***** Records to process *****
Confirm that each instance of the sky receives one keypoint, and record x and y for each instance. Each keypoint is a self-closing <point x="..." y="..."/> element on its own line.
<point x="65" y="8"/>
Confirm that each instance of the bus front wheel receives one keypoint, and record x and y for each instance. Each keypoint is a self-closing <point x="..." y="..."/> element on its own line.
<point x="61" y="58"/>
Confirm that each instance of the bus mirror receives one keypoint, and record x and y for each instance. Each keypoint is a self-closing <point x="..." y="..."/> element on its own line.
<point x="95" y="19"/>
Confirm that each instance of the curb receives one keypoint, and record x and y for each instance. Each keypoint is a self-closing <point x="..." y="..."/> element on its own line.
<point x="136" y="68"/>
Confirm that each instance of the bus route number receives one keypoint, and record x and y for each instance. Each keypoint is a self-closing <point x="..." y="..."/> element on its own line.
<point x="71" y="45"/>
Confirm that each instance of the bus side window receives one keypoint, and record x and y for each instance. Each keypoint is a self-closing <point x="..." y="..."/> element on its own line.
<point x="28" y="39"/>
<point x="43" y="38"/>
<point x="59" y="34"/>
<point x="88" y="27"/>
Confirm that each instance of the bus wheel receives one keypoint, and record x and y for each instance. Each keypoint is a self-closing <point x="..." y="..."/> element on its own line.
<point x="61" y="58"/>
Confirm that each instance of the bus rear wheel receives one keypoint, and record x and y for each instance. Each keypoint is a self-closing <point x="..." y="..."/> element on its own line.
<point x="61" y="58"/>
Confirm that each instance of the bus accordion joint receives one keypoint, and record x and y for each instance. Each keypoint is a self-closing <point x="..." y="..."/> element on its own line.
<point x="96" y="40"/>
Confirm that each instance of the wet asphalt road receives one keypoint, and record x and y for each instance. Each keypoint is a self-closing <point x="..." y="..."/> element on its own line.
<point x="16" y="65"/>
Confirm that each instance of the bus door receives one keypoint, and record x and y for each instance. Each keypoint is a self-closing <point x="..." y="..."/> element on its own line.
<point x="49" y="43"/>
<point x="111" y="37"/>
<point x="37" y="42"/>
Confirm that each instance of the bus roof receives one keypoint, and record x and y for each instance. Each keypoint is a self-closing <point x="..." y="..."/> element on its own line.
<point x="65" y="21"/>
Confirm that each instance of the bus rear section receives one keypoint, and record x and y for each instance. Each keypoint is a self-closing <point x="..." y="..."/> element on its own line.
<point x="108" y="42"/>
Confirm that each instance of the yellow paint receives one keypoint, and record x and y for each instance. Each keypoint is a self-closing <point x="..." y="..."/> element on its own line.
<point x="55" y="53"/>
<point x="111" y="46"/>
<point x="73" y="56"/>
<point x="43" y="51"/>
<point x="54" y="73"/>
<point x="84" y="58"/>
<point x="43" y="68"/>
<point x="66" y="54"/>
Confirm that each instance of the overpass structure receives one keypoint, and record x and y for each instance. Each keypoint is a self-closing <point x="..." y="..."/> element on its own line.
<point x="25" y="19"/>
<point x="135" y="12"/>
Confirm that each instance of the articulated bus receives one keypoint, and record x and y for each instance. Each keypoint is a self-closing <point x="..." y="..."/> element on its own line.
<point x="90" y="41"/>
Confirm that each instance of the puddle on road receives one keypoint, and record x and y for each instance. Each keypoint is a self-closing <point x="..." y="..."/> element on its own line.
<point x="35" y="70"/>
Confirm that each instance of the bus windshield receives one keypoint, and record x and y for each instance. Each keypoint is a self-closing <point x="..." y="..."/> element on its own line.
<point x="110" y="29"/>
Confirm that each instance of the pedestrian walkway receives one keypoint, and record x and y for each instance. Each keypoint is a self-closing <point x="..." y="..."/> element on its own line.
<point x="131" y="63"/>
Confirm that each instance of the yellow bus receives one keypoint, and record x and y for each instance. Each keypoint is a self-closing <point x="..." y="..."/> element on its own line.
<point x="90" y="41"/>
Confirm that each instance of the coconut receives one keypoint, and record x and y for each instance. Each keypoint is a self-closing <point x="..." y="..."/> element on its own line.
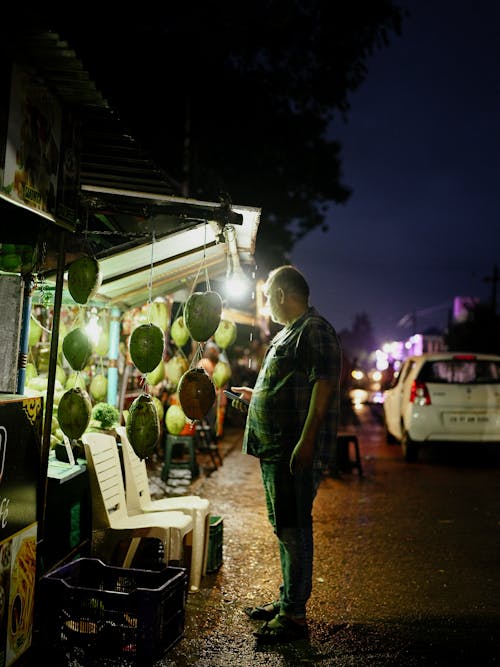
<point x="175" y="368"/>
<point x="221" y="374"/>
<point x="225" y="334"/>
<point x="159" y="407"/>
<point x="75" y="380"/>
<point x="143" y="426"/>
<point x="175" y="419"/>
<point x="35" y="332"/>
<point x="159" y="315"/>
<point x="146" y="345"/>
<point x="99" y="387"/>
<point x="202" y="313"/>
<point x="102" y="345"/>
<point x="179" y="332"/>
<point x="74" y="412"/>
<point x="196" y="393"/>
<point x="77" y="349"/>
<point x="84" y="278"/>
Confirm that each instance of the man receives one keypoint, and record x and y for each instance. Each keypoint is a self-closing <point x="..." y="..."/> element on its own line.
<point x="291" y="427"/>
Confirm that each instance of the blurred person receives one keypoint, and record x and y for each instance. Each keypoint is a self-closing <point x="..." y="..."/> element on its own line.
<point x="291" y="428"/>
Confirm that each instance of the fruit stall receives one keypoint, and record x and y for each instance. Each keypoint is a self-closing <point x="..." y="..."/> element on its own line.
<point x="111" y="283"/>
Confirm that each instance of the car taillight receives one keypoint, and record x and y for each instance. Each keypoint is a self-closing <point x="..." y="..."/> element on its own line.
<point x="419" y="393"/>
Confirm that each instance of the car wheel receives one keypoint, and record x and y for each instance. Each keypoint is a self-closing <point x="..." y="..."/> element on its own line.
<point x="390" y="439"/>
<point x="409" y="447"/>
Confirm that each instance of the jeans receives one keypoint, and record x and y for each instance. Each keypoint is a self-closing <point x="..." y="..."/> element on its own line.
<point x="289" y="500"/>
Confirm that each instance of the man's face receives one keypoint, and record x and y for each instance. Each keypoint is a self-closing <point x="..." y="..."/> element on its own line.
<point x="275" y="300"/>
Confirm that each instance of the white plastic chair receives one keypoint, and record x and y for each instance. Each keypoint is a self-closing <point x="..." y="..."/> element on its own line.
<point x="139" y="501"/>
<point x="111" y="523"/>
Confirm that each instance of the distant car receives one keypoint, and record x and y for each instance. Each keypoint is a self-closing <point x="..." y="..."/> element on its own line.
<point x="443" y="397"/>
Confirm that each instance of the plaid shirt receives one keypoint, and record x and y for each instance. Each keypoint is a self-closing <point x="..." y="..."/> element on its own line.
<point x="300" y="354"/>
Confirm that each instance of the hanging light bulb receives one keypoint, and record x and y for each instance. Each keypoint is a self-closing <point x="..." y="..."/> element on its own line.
<point x="93" y="328"/>
<point x="237" y="282"/>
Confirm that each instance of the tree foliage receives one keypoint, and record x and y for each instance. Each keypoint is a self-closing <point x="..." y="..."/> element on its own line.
<point x="239" y="98"/>
<point x="359" y="342"/>
<point x="480" y="332"/>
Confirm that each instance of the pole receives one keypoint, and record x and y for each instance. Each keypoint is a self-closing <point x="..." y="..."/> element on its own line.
<point x="114" y="347"/>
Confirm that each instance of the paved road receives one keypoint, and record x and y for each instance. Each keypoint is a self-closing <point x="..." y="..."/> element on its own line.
<point x="406" y="569"/>
<point x="406" y="564"/>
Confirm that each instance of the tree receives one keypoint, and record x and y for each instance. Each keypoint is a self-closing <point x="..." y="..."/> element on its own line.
<point x="239" y="98"/>
<point x="480" y="332"/>
<point x="359" y="342"/>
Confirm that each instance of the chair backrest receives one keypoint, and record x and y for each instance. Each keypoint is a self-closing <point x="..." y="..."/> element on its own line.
<point x="136" y="475"/>
<point x="106" y="479"/>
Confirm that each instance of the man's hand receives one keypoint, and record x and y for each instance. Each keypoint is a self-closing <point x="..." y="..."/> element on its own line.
<point x="302" y="457"/>
<point x="246" y="394"/>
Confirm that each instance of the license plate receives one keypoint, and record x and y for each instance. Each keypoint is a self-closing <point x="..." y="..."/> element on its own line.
<point x="458" y="419"/>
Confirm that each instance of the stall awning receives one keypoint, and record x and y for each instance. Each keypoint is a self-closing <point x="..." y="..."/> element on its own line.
<point x="158" y="245"/>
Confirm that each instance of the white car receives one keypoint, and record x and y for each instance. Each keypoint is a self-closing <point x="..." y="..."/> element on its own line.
<point x="446" y="396"/>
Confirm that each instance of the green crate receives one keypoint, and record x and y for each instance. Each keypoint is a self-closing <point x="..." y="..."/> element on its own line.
<point x="215" y="541"/>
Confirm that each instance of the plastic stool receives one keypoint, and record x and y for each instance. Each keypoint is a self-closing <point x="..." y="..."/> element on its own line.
<point x="344" y="463"/>
<point x="186" y="444"/>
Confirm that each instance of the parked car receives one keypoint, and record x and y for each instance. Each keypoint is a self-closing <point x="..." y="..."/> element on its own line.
<point x="443" y="397"/>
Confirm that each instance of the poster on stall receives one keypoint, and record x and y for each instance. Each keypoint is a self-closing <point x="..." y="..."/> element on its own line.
<point x="17" y="592"/>
<point x="33" y="147"/>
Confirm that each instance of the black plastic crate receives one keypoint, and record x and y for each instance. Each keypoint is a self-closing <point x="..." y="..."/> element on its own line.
<point x="101" y="611"/>
<point x="215" y="542"/>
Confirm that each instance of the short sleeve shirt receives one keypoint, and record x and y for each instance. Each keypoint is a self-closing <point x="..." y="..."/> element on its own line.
<point x="298" y="356"/>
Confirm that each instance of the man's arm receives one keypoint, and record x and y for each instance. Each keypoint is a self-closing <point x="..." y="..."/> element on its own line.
<point x="321" y="395"/>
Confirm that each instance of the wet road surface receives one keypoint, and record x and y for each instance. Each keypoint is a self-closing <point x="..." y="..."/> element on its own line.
<point x="405" y="572"/>
<point x="406" y="564"/>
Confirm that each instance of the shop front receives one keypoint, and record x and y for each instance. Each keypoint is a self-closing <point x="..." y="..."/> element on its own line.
<point x="63" y="197"/>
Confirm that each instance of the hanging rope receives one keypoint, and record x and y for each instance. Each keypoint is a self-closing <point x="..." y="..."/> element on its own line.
<point x="150" y="280"/>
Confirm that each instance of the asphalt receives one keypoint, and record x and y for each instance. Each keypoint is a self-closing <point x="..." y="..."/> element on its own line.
<point x="355" y="619"/>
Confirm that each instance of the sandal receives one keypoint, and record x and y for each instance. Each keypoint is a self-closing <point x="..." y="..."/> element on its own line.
<point x="263" y="613"/>
<point x="281" y="630"/>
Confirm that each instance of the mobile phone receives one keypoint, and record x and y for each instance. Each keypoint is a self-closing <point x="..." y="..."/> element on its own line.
<point x="235" y="397"/>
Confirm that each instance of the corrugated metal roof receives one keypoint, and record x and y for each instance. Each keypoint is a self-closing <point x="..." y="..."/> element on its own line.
<point x="131" y="211"/>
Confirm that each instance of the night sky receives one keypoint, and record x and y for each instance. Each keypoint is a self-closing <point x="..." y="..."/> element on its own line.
<point x="421" y="153"/>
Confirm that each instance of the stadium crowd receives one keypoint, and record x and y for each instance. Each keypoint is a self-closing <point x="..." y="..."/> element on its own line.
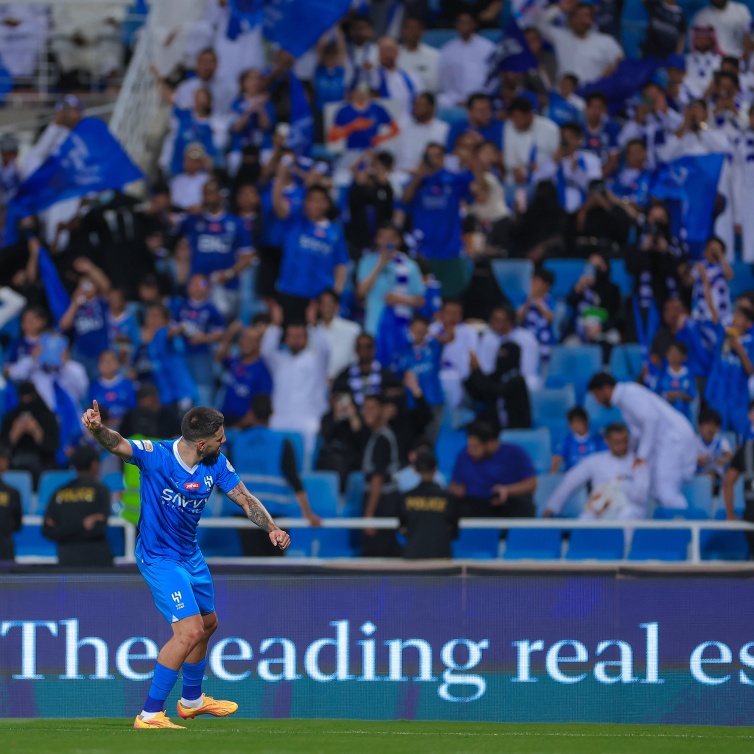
<point x="382" y="252"/>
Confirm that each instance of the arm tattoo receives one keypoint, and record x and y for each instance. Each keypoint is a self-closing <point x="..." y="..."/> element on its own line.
<point x="255" y="511"/>
<point x="108" y="439"/>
*****
=== Task ===
Arrange the stretch from the line containing "Confirm that each instance of the corrugated" through the end of the rows as a numbered list, omitting blank lines. Leave the pictures out of your answer.

=== Finished task ===
1. Confirm that each instance of the corrugated metal roof receives one keypoint, and record x and y for each instance. Each keypoint is a self-closing <point x="..." y="..."/> element on its own line.
2. <point x="131" y="211"/>
3. Confirm that each instance of the night sky receives one keypoint, and record x and y for each instance. Each keypoint is a self-closing <point x="..." y="..."/> element on its own line.
4. <point x="421" y="153"/>
5. Confirm that each instance of the stadium crowd receives one keypoint, and record x and y for each instance. Each keypoint is a self-closing <point x="..." y="..."/> element on its own line.
6. <point x="382" y="252"/>
7. Confirm that each instance of the arm tattoo receives one keypoint, and record x and y for each instance. Each keypoint is a self-closing <point x="..." y="..."/> element on its own line.
8. <point x="255" y="511"/>
9. <point x="108" y="439"/>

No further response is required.